Dataset excerpt:

━━━━━━━━━━━━━━━━━━━━

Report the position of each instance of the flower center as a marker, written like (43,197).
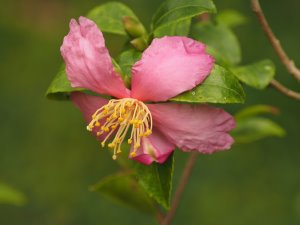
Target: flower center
(116,117)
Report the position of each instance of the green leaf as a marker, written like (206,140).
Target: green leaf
(257,75)
(123,188)
(255,110)
(109,17)
(181,28)
(255,128)
(125,61)
(231,18)
(175,11)
(220,86)
(156,180)
(9,195)
(60,87)
(221,41)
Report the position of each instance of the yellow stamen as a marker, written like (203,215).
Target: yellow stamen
(120,115)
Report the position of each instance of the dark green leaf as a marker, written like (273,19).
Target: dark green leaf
(126,60)
(9,195)
(257,75)
(123,189)
(255,110)
(181,28)
(60,87)
(221,41)
(255,128)
(231,18)
(109,17)
(219,87)
(156,179)
(174,11)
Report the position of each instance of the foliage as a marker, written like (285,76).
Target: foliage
(223,86)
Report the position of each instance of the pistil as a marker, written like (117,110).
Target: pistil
(116,118)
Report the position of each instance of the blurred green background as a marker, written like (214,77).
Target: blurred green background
(47,154)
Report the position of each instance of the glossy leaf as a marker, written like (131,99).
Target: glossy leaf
(220,86)
(231,18)
(9,195)
(255,110)
(257,75)
(124,189)
(256,128)
(181,28)
(125,61)
(60,87)
(221,41)
(175,11)
(156,180)
(109,17)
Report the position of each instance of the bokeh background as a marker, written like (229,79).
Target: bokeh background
(47,154)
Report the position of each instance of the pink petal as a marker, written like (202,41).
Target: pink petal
(194,127)
(154,148)
(88,105)
(88,64)
(170,66)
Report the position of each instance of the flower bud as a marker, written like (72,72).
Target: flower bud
(139,43)
(133,27)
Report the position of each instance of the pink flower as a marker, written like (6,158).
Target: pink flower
(168,67)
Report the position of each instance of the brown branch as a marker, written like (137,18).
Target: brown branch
(182,183)
(287,62)
(284,90)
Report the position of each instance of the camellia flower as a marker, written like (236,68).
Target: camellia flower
(168,67)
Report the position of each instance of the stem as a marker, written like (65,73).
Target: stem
(284,90)
(182,183)
(287,62)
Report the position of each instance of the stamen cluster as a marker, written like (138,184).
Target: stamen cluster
(117,117)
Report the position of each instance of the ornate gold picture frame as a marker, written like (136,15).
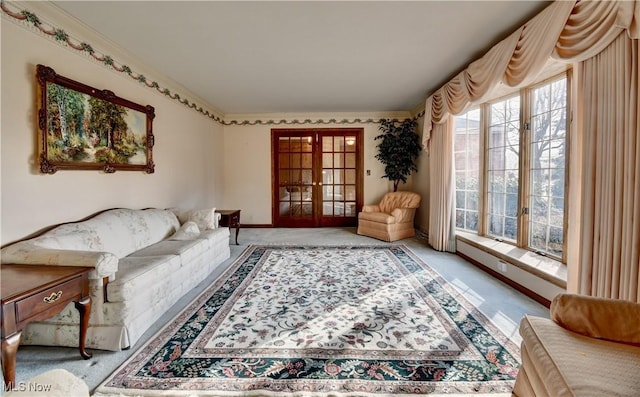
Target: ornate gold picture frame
(83,128)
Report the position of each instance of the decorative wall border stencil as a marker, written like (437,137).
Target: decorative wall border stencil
(65,39)
(81,127)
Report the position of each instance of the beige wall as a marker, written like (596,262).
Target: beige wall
(247,163)
(420,184)
(187,154)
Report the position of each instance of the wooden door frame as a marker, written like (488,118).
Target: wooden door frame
(317,133)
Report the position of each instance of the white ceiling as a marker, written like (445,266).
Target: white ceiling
(306,56)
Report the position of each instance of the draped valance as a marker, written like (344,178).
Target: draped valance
(570,31)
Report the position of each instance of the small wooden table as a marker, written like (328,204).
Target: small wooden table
(230,218)
(34,293)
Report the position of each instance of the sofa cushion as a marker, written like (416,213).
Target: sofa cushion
(138,274)
(205,218)
(215,235)
(379,217)
(186,249)
(188,231)
(575,365)
(119,231)
(611,319)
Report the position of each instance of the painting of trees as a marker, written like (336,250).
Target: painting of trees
(87,128)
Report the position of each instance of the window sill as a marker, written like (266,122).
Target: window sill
(543,267)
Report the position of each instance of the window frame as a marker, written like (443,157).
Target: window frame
(524,172)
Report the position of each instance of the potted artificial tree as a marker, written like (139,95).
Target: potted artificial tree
(399,149)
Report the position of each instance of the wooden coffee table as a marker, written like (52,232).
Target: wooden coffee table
(35,293)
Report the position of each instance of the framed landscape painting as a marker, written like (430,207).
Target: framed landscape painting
(81,127)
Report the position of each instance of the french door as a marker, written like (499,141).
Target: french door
(317,176)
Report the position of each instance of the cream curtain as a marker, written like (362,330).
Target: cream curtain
(570,31)
(609,252)
(442,191)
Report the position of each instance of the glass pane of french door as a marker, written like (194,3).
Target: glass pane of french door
(317,177)
(295,176)
(338,176)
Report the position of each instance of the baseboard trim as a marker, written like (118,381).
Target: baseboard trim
(520,288)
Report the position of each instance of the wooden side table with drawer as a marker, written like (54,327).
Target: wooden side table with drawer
(230,218)
(34,293)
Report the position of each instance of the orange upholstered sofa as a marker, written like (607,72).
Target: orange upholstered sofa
(589,347)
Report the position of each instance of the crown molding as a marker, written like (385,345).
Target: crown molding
(47,20)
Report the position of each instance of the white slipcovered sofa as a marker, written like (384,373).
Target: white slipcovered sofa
(143,260)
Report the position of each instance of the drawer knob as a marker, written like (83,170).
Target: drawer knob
(53,297)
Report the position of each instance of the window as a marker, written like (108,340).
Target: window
(548,159)
(515,191)
(467,139)
(503,157)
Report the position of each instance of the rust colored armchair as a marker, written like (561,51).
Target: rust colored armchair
(391,219)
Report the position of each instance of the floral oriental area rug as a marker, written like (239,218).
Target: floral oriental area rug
(324,320)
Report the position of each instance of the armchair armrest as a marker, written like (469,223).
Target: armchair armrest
(403,215)
(610,319)
(371,208)
(105,264)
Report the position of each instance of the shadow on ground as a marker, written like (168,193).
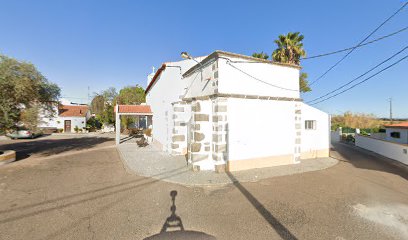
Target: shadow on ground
(360,158)
(173,227)
(47,147)
(279,228)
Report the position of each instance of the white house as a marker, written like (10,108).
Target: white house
(69,117)
(234,112)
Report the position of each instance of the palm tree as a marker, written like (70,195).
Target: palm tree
(260,55)
(290,48)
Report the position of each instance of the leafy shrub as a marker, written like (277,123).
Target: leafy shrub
(350,138)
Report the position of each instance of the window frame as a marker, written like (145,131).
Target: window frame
(313,125)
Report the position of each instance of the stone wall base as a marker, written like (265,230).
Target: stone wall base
(7,156)
(245,164)
(315,154)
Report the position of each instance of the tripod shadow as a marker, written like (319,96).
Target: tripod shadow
(173,227)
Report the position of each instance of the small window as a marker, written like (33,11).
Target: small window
(395,134)
(310,124)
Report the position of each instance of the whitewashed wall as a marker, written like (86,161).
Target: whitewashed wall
(202,83)
(260,128)
(403,135)
(236,82)
(75,121)
(388,149)
(315,141)
(169,88)
(381,136)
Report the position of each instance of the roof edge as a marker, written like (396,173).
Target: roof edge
(154,79)
(219,53)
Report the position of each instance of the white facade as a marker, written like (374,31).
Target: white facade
(58,122)
(169,87)
(235,112)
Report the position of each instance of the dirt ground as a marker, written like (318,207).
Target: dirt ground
(86,193)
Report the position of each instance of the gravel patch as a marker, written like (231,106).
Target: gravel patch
(151,162)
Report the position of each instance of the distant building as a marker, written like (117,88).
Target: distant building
(397,133)
(69,117)
(234,112)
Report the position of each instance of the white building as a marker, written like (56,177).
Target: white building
(69,117)
(234,112)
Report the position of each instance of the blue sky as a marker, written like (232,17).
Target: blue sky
(99,44)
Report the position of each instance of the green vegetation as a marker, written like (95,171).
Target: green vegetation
(290,50)
(23,91)
(349,121)
(103,104)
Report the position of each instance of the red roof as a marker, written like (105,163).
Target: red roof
(72,110)
(398,125)
(134,109)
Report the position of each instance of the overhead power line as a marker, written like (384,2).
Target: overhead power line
(362,75)
(348,53)
(365,80)
(361,45)
(259,80)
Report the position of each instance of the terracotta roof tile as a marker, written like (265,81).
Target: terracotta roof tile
(72,111)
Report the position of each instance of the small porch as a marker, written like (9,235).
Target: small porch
(143,114)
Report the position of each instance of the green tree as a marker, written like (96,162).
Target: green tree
(98,105)
(22,86)
(102,105)
(260,55)
(131,95)
(303,83)
(290,48)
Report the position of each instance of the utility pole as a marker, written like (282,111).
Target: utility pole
(89,96)
(390,100)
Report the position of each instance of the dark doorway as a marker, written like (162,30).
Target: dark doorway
(67,126)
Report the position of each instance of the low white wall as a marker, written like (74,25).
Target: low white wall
(388,149)
(381,136)
(335,136)
(315,142)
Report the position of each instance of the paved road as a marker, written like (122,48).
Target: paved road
(91,196)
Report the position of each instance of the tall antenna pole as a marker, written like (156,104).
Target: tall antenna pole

━━━━━━━━━━━━━━━━━━━━

▸ **WHAT YOU WILL DO**
Only the lines from the one that contains "Report the position of each instance of the utility" to the end of the entries above should be given again, exactly and in full.

▸ **RESULT**
Report the position of each instance of the utility pole as a marker, written like (282,111).
Target: utility pole
(89,96)
(390,100)
Report the position of each instance of the dark doorway as a marker, written like (162,30).
Target: dark doorway
(67,126)
Report the position of each instance of the low white wall as a marker, written like (74,25).
Target: low white wall
(388,149)
(381,136)
(335,136)
(315,142)
Report the position of each instance of the paved road as a marker, written like (122,48).
Target: paved road
(91,196)
Report the position of each instance of the tall antenna pole as a marker, written like (156,104).
Target: tall antenna pole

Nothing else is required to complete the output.